───── INPUT RECORDS

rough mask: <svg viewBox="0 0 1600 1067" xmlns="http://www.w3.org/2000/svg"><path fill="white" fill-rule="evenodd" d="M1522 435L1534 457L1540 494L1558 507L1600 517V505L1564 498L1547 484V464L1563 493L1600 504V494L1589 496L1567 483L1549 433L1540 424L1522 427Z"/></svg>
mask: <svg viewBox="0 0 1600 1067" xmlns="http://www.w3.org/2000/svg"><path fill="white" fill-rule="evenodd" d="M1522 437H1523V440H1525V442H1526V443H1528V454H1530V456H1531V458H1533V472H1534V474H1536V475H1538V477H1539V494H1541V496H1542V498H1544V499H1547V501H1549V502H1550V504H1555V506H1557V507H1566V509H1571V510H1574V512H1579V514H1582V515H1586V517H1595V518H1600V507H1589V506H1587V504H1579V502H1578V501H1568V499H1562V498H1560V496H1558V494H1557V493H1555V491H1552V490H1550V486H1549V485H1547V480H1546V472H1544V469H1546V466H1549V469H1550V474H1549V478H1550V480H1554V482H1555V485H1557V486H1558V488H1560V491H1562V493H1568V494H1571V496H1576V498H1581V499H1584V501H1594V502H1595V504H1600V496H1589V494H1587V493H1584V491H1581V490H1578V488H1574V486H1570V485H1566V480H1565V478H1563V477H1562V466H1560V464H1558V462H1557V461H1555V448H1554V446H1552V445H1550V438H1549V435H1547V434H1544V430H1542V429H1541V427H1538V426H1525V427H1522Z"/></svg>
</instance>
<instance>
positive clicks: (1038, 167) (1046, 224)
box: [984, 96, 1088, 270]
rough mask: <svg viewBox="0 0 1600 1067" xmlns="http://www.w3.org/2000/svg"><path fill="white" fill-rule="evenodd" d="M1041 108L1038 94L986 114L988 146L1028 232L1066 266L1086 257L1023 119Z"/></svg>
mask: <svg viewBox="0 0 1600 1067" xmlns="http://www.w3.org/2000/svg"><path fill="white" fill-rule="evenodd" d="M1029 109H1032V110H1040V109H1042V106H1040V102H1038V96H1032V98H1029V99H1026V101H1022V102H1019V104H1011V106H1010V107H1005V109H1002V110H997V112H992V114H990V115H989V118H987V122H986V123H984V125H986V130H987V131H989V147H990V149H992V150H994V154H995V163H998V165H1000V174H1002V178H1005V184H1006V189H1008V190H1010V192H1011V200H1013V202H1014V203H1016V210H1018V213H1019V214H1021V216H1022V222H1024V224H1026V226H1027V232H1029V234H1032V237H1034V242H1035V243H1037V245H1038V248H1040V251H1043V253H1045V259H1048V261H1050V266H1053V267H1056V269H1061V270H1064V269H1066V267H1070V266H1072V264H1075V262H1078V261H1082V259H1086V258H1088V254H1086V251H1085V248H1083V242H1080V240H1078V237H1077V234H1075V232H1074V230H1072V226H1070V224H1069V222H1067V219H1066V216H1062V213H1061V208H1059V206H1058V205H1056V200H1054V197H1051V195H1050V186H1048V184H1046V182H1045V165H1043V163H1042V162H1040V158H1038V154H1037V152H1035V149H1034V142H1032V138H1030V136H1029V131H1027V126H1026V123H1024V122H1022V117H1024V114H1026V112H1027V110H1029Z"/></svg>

──────────
───── INPUT RECORDS

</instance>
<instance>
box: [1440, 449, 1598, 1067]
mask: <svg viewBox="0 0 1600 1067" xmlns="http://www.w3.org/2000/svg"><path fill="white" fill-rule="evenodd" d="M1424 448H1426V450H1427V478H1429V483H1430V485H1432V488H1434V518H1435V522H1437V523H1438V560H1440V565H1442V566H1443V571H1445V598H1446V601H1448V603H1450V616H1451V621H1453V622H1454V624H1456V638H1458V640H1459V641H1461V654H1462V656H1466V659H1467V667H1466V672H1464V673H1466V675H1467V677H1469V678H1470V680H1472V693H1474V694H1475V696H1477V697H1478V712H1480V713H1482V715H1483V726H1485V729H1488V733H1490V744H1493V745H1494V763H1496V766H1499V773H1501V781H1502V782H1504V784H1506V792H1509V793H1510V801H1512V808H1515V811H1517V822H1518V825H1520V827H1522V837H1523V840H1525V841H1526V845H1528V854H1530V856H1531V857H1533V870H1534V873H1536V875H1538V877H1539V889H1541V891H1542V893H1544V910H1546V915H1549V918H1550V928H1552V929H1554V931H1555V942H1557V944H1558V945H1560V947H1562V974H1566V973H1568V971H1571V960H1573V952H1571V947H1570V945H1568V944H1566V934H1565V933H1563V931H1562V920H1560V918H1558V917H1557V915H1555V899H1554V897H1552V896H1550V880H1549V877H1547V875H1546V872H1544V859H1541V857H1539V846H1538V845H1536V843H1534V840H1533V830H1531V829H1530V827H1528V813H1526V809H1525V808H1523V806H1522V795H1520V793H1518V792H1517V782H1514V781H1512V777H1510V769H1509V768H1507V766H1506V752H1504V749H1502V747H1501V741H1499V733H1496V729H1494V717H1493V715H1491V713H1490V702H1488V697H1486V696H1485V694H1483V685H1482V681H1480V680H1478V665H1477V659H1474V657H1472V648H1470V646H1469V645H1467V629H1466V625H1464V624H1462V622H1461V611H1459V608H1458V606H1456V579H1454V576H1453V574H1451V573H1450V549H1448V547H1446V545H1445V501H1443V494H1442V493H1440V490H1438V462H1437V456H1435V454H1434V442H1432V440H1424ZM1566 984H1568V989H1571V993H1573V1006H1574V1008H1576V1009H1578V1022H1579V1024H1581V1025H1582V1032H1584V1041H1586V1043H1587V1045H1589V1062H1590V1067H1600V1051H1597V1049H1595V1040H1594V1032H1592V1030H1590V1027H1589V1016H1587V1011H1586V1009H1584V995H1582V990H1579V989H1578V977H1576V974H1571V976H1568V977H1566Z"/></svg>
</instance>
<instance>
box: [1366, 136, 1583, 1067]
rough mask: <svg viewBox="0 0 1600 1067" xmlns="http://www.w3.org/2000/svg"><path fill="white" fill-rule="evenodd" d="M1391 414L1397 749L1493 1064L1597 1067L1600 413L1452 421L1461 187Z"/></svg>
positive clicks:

──────────

PROBLEM STATEMENT> The answer must consist of each line from the entries that contains the string "clicks".

RESPONSE BOX>
positive clicks: (1038, 167) (1046, 224)
positive clicks:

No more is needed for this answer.